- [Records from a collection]
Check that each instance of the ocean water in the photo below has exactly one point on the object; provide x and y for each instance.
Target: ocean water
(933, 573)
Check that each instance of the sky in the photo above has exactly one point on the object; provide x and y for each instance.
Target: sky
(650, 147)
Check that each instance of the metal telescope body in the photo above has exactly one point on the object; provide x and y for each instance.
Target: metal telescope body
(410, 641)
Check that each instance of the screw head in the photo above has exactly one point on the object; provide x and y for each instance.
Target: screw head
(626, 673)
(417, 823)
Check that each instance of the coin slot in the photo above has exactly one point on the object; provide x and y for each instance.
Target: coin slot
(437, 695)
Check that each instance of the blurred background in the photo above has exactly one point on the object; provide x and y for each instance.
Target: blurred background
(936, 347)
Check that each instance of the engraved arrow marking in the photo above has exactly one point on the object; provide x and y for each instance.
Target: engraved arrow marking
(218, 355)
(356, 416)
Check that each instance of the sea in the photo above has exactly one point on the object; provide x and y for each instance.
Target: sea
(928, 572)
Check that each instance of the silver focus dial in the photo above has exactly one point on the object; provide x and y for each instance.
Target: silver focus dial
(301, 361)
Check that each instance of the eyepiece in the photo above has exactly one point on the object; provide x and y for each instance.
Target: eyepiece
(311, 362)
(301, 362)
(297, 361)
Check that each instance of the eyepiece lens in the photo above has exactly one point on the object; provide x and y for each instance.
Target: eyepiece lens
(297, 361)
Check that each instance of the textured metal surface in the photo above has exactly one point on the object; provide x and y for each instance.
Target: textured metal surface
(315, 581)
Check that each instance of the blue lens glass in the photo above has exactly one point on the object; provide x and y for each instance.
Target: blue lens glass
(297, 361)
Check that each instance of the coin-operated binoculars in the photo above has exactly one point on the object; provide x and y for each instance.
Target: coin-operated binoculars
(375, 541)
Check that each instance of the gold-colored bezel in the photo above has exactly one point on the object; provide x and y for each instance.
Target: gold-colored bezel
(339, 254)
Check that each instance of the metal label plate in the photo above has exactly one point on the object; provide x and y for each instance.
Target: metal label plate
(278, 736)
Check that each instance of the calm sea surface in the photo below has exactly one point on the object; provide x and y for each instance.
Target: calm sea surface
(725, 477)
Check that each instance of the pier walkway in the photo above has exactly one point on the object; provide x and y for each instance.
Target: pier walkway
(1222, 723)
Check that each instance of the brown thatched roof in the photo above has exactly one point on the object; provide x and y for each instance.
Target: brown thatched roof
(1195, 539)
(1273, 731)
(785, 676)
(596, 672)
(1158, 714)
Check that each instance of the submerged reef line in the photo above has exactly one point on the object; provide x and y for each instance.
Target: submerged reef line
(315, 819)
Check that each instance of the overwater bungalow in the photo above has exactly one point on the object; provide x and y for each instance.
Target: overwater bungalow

- [YOUR TASK] Search the entries for the string "overwater". Copy every line that has it.

- [RESULT BELOW]
Check that each instance of the overwater bungalow in the photo above has exactly one point on the object; provide x and y for each instance.
Target: overwater bungalow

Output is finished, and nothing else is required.